Chronocrator

kro-no-KRA-tor

greek: χρονοκράτωρ (Chronokratōr)

Definition

A Chronocrator (Greek chronokrátōr, "time-lord" or "ruler of time") is any planet that governs a marked-off stretch of life under one of the predictive systems. It is the umbrella idea behind several of them — profections, zodiacal releasing, decennials, the Seven Ages of Man scheme, and the later Persian-Arabic firdaria — and each system has its own rules for which planet becomes chronocrator and for how long.

In Tradition

Astrologers think of the chronocrator as the planet that delivers a chart's themes into a particular slice of time. A planet's natal condition fixes what it has to give; becoming the time-lord decides when it gives it. A planet in good condition, activated as time-lord, tends to mark a productive period; one in poor condition, activated the same way, tends to mark a hard one.

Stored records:
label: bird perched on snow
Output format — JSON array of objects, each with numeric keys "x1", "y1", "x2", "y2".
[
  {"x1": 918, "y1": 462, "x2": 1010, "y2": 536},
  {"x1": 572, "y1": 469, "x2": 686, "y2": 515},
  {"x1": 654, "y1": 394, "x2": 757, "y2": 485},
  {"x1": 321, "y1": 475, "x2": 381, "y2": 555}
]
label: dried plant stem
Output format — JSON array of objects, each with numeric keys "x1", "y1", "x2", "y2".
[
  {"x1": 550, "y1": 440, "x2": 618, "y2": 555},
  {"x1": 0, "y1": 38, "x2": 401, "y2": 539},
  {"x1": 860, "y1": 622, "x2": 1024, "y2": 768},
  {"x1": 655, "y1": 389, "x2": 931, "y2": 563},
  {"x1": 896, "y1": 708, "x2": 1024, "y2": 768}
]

==

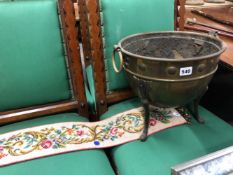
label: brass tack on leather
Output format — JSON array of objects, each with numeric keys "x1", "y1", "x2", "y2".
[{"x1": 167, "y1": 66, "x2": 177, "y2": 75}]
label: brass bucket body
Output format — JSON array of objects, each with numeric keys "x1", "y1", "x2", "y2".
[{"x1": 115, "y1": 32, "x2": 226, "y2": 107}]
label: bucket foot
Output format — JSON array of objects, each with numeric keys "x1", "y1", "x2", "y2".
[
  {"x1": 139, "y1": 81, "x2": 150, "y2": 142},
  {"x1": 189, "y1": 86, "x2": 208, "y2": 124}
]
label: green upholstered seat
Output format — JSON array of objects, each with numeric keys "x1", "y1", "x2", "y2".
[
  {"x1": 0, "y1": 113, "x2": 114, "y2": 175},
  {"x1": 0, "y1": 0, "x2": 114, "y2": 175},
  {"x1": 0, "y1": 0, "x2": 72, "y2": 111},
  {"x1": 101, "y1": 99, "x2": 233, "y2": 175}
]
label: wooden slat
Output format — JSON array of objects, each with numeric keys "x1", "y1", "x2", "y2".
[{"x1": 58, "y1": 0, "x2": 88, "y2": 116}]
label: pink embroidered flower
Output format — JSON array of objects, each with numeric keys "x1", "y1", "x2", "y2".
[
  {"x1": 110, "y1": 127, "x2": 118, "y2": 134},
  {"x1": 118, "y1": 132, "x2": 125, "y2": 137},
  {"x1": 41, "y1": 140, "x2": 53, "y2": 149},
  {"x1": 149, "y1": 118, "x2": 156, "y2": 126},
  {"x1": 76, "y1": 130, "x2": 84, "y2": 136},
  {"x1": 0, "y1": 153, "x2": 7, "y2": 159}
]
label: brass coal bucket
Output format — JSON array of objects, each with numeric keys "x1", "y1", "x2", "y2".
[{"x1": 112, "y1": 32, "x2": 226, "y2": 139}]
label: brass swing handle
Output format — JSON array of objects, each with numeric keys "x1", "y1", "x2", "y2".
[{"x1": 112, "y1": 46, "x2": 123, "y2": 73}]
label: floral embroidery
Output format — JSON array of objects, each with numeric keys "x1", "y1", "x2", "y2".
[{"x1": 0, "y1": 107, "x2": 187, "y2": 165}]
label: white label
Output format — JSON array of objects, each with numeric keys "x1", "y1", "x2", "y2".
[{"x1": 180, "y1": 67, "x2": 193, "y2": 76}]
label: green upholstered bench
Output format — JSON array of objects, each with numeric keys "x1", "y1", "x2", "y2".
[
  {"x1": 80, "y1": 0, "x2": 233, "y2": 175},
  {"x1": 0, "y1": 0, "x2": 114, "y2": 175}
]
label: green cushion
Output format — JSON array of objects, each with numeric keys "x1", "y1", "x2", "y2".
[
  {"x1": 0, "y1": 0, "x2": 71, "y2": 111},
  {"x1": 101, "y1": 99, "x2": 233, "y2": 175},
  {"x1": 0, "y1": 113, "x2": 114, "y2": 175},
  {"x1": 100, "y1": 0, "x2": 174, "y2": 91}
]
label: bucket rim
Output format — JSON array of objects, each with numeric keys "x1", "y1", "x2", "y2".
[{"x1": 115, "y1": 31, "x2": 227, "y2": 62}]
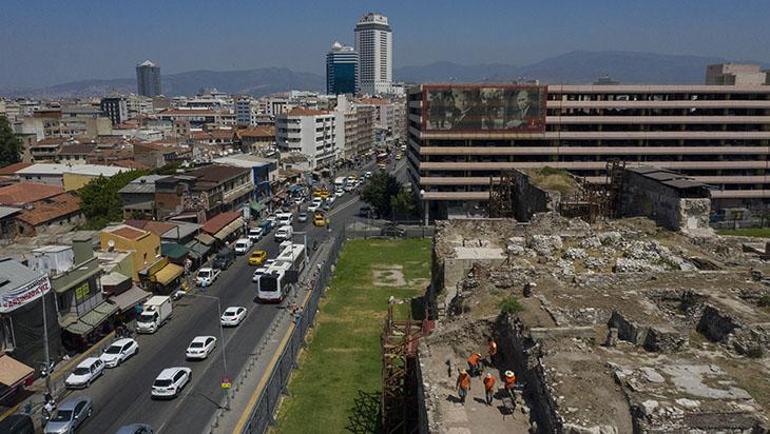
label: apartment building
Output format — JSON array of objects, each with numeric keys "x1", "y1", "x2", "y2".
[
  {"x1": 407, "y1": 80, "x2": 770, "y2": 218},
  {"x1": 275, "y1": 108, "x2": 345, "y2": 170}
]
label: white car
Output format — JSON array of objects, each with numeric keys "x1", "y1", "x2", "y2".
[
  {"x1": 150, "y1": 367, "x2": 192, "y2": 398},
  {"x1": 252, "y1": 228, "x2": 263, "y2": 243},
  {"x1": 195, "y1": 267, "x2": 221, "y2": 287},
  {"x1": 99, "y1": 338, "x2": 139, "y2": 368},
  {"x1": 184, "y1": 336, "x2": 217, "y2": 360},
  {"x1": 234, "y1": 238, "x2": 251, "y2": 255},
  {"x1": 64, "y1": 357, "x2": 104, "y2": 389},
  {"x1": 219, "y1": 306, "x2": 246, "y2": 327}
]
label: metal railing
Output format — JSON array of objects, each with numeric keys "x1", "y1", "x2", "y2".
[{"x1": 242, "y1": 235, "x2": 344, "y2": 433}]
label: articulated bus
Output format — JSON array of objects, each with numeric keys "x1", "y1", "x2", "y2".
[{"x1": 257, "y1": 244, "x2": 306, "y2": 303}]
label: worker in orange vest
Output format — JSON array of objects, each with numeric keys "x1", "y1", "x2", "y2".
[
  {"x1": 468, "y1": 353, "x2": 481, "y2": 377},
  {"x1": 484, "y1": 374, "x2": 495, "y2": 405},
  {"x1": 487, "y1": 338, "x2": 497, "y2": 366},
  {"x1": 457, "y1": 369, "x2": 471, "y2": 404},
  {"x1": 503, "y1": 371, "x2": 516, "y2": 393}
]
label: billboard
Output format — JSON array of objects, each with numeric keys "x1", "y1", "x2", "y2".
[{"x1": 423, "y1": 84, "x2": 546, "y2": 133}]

Set task 1: Count the lines in the records that contain the string "brass", matching case exactly, and give only that number.
Set task 2: Carry on the entry about the chronocrator from the point where it ends.
The text and the records were drawn from unrelated sources.

Right answer 1: 4

Right answer 2:
In Practice

You identify the active chronocrator at any age by running the relevant time-lord method. In annual profections, the ruler of the sign you profect to is the Lord of the Year. In zodiacal releasing from the Lot of Fortune or Spirit, the ruler of the active period-sign is chronocrator at each nesting level — L1, L2, L3, and L4, from the longest periods down to the shortest. In the decennials, the sect light — the Sun by day or Moon by night — opens a 75-year sequence built from lesser-year sub-periods. Whether a planet was helped or harmed in the natal chart, its sect status, and the aspects it picks up during its chronocratorship together set the quality of the period.

Historical Origin

Firmicus Maternus (Mathesis IV, 4th century CE) names the chronocrator directly, identifying it from the Sun in day charts and the Moon in night charts. Vettius Valens (Anthologiae IV-V) treats chronocratorship at length under aphesis. The term and the technique pass into Arabic-Persian astrology as the firdaria system, preserved in Abu Ma'shar and Bonatti.

Etymology

Origin: Greek. Meaning: Time-lord, ruler of time.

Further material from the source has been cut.